Task brief |
Print the data again, exactly.

Segment Open

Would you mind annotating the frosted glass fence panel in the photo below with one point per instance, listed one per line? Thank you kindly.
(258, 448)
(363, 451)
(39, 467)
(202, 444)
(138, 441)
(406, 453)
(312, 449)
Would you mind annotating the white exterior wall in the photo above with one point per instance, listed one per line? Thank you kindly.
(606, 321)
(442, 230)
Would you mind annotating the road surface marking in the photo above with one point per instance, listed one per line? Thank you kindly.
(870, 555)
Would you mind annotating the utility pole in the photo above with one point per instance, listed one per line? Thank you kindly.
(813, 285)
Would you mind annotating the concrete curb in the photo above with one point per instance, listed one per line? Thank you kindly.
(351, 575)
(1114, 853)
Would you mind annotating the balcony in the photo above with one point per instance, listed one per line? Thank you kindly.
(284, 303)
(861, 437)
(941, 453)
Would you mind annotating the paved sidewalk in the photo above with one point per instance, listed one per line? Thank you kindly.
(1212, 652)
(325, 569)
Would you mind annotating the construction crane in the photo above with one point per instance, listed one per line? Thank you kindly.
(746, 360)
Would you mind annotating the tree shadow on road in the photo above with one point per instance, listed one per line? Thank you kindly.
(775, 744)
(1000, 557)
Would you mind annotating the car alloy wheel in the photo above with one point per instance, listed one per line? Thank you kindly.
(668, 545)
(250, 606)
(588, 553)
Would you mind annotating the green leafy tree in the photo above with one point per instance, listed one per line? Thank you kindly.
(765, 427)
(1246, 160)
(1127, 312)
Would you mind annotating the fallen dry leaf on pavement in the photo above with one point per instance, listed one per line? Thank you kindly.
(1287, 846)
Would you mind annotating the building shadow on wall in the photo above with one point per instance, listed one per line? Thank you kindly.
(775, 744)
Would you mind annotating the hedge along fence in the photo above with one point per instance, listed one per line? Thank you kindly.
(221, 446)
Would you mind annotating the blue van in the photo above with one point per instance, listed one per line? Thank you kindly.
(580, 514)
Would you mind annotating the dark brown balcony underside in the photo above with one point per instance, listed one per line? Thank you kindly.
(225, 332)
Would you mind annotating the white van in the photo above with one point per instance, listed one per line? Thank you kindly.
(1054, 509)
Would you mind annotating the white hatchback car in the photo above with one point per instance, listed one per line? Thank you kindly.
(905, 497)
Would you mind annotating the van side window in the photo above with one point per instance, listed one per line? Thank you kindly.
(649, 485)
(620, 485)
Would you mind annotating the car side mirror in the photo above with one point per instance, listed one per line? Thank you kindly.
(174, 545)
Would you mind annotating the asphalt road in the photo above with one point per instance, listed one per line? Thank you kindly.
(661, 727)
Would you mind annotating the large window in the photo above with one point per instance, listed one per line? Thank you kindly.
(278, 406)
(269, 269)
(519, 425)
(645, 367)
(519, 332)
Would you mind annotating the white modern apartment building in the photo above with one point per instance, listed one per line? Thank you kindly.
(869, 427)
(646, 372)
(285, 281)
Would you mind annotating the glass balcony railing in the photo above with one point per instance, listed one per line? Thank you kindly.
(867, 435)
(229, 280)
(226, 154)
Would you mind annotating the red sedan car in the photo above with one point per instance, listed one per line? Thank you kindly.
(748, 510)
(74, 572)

Segment Closed

Answer section |
Would you mind annotating the frosted glass fence panel in the photo below with one point per instance, listed one per line? Thank you kindly.
(258, 448)
(363, 451)
(39, 467)
(202, 444)
(138, 441)
(406, 453)
(312, 449)
Would you mind annotating the white exterior wall in the photo above with one point per instance, listed one per line? Thank you kindly.
(606, 321)
(442, 230)
Would you mind annotating the road surface marking in the photo above with one point per instance, listed one per line? Thank you kindly.
(870, 555)
Would you mind annotating the utility pole in the photo above with one point per instance, listed one per line? Thank you kindly.
(813, 285)
Would you mind annotating the concrete curb in the photo above with one point per instance, listed one per line? Thank you kindly.
(351, 575)
(1114, 853)
Would you mind annotating the balcony in the photo above with one point per instance, listed one per line? Thank you kindly.
(284, 303)
(861, 437)
(941, 453)
Would you mind annotating the paved sidewalk in the photo above with one point per instance, listed one per line? Thank you kindly.
(1212, 652)
(325, 569)
Would you mind annotating the construction crane in the photo above with one point per instance, listed one per line? Thank you kindly.
(746, 360)
Would you mind annotating the tree shadow on road in the photo above with one point per instance, listed one per line? Thank you kindly.
(775, 744)
(1000, 557)
Would you mind annotating the car alloy wheel in the photo above with one point per instance, listed one per line? Thank you kindly.
(668, 545)
(250, 606)
(588, 553)
Would you mind annotating the green leafy tree in the photo above with one point per instance, listed one per line? Thank you kindly.
(765, 427)
(1246, 160)
(1127, 312)
Would you mind annotating the fallen dry leaf on pavement in the photo above with one point per instance, listed one per line? Thank you kindly.
(1287, 846)
Would you mind annotating the building shadow on wall in the photo above with one point per instance, listed one per line? Thank you kindly.
(775, 744)
Would you mind annotating the hedge along fence in the photo above with one point per instance, listed one per line? Thank you kindly.
(221, 446)
Would you mind annotating the blue van in the photo above with one point per instance, listed one per line? Thank you kindly.
(580, 514)
Would you mind annotating the dark brown balcony underside in the photo above with one point per instance, listed one per line? Thank you kindly.
(225, 332)
Would you mind annotating the white van in the photo above with one point per instance, listed one per line? Thank you kindly.
(1054, 509)
Would you mind annotating the white hatchback car in the photo above with one point per instance, listed one per line? Thank you kindly.
(905, 497)
Would you mind annotating the van side window in the photo above with one point per instance, listed one per line? Thank you kindly.
(649, 485)
(620, 485)
Would you mind annotating the car side mirror in the photo above with one point per instance, listed one per line? Thank you kindly.
(174, 545)
Would you mind annotating the asphalt road in the photo above with one point per instance, listed one per line? Thank you kindly.
(661, 727)
Would you mind annotating the large window in the photo above with one point per instance, listed one per line? Thank you kindly.
(278, 406)
(269, 269)
(519, 425)
(645, 367)
(519, 332)
Would you mind annotating the white modern apartment building in the photo above with one point per instance, listed one per line? Thank you kindly.
(869, 427)
(646, 372)
(285, 281)
Would you mind annotating the glass balcony railing in the photo above with one point per instance, listed one per line? Thank you kindly.
(867, 435)
(229, 280)
(226, 154)
Would you mind annotating the red sedan car in the photo above with one point per instance, listed one per line? Thank you kindly.
(748, 510)
(74, 572)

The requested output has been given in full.